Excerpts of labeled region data
▽

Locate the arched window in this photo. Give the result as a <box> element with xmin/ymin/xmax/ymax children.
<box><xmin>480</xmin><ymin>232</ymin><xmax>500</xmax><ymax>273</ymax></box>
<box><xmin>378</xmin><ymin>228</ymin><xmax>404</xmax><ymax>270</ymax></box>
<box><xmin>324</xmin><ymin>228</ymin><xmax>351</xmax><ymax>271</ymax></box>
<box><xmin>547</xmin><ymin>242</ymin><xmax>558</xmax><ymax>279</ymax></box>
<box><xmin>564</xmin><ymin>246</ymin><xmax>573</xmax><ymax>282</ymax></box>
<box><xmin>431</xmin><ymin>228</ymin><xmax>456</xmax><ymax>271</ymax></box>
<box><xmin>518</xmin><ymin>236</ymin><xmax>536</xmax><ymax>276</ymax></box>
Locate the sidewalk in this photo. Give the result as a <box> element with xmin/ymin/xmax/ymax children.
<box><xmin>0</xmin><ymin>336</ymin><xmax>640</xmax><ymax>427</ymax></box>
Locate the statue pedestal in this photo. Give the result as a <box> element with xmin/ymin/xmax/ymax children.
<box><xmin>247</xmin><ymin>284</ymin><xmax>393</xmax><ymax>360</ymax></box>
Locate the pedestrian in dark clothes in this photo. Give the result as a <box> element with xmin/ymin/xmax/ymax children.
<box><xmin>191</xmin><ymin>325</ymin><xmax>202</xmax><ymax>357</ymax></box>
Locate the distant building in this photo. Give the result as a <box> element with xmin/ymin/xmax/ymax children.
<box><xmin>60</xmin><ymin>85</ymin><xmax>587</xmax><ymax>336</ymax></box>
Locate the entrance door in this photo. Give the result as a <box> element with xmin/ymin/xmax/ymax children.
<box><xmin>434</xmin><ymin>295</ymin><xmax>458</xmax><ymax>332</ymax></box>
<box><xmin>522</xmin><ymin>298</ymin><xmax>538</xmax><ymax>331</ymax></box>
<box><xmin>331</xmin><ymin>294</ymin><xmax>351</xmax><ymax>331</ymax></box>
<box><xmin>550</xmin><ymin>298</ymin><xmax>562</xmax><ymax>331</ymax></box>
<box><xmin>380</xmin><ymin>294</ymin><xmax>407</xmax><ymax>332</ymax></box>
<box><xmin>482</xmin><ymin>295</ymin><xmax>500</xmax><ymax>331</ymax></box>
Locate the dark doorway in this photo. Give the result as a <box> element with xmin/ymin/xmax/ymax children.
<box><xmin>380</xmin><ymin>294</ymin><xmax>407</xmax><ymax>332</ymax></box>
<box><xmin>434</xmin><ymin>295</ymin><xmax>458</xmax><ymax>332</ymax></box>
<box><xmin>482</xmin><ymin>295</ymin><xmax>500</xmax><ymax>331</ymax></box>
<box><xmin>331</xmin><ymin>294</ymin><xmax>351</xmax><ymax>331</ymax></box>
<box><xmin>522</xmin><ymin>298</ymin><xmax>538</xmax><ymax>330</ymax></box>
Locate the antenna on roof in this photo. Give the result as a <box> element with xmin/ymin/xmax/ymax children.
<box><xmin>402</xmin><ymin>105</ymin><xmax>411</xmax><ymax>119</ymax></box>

△

Set task —
All records above must be set down exactly, please.

Finished answer —
Locate the arched window in this photo. Give the result as a <box> element with xmin/ymin/xmax/ymax children.
<box><xmin>480</xmin><ymin>232</ymin><xmax>500</xmax><ymax>273</ymax></box>
<box><xmin>378</xmin><ymin>228</ymin><xmax>404</xmax><ymax>270</ymax></box>
<box><xmin>324</xmin><ymin>228</ymin><xmax>351</xmax><ymax>271</ymax></box>
<box><xmin>547</xmin><ymin>242</ymin><xmax>558</xmax><ymax>279</ymax></box>
<box><xmin>564</xmin><ymin>246</ymin><xmax>573</xmax><ymax>282</ymax></box>
<box><xmin>431</xmin><ymin>228</ymin><xmax>456</xmax><ymax>271</ymax></box>
<box><xmin>518</xmin><ymin>236</ymin><xmax>536</xmax><ymax>276</ymax></box>
Locate the sidewalk in this photo. Give the result as a <box> element with xmin/ymin/xmax/ymax children.
<box><xmin>0</xmin><ymin>336</ymin><xmax>640</xmax><ymax>427</ymax></box>
Locate the statue pedestal in this photo. Give the result as a <box> element with xmin/ymin/xmax/ymax children.
<box><xmin>247</xmin><ymin>284</ymin><xmax>393</xmax><ymax>360</ymax></box>
Locate the pedestrian in dark clothes in this photo. Give the result as a <box> element with xmin/ymin/xmax/ymax children.
<box><xmin>191</xmin><ymin>325</ymin><xmax>202</xmax><ymax>357</ymax></box>
Locate the distant building in this photo. Give the result as a <box> element with xmin/ymin/xmax/ymax children.
<box><xmin>60</xmin><ymin>85</ymin><xmax>587</xmax><ymax>336</ymax></box>
Locate the entrance door in this photo. Give the result as a <box> element with xmin/ymin/xmax/ymax children.
<box><xmin>434</xmin><ymin>295</ymin><xmax>458</xmax><ymax>332</ymax></box>
<box><xmin>522</xmin><ymin>298</ymin><xmax>538</xmax><ymax>331</ymax></box>
<box><xmin>331</xmin><ymin>294</ymin><xmax>351</xmax><ymax>331</ymax></box>
<box><xmin>550</xmin><ymin>298</ymin><xmax>562</xmax><ymax>331</ymax></box>
<box><xmin>380</xmin><ymin>294</ymin><xmax>407</xmax><ymax>332</ymax></box>
<box><xmin>482</xmin><ymin>295</ymin><xmax>500</xmax><ymax>331</ymax></box>
Locate the dark doorway in this photo. Give the result as a <box> element with xmin/ymin/xmax/ymax children.
<box><xmin>380</xmin><ymin>294</ymin><xmax>407</xmax><ymax>332</ymax></box>
<box><xmin>434</xmin><ymin>295</ymin><xmax>458</xmax><ymax>332</ymax></box>
<box><xmin>482</xmin><ymin>295</ymin><xmax>500</xmax><ymax>331</ymax></box>
<box><xmin>331</xmin><ymin>294</ymin><xmax>351</xmax><ymax>331</ymax></box>
<box><xmin>522</xmin><ymin>298</ymin><xmax>538</xmax><ymax>330</ymax></box>
Locate the antenna on roof in this photo. Give the result as a <box> element with xmin/ymin/xmax/ymax children.
<box><xmin>402</xmin><ymin>105</ymin><xmax>411</xmax><ymax>119</ymax></box>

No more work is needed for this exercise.